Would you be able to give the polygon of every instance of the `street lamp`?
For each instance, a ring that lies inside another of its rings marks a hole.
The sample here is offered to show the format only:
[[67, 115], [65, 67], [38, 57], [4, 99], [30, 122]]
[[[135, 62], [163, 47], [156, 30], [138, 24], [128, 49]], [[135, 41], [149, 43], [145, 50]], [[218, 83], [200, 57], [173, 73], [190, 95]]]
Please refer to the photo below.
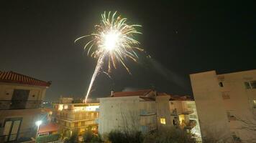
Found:
[[42, 124], [42, 121], [41, 120], [35, 122], [35, 124], [37, 126], [37, 134], [35, 136], [35, 139], [37, 139], [37, 134], [38, 134], [38, 131], [39, 131], [39, 127], [40, 126], [41, 124]]

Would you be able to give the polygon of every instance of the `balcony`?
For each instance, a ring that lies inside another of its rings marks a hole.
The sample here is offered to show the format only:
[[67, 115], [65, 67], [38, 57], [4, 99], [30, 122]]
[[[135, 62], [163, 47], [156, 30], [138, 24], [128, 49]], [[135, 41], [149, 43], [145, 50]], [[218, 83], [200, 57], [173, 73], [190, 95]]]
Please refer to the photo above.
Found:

====

Problem statement
Rewrite all the lines above, replacing "polygon" with "outline" everywhere and leaving the rest unchanged. Leave out the pictures.

The answer
Would you be able to give the outline of every instance of the `street lamp`?
For each instance, a ring that lies inside another of its rings marks a hole.
The sample here is offered to show the format only:
[[67, 115], [65, 67], [38, 57], [4, 99], [30, 122]]
[[[135, 62], [163, 47], [156, 30], [138, 24], [128, 49]], [[135, 41], [149, 43], [145, 50]], [[218, 83], [200, 57], [173, 73], [190, 95]]]
Please refer to the photo below.
Found:
[[42, 124], [42, 121], [41, 120], [35, 122], [35, 124], [37, 126], [37, 134], [35, 136], [35, 139], [37, 139], [37, 134], [38, 134], [38, 131], [39, 131], [39, 127], [40, 126], [41, 124]]

Would you be able to give the outline of every instance of the `balcony`?
For each instance, a ring that lies inside another of its rings marks a hole.
The sample here is offered to show the format only:
[[67, 115], [65, 67], [38, 57], [4, 99], [30, 122]]
[[[135, 62], [163, 47], [156, 30], [138, 24], [128, 49]], [[135, 41], [149, 43], [145, 50]], [[218, 83], [200, 57], [173, 73], [190, 95]]]
Please refer to the photo above.
Found:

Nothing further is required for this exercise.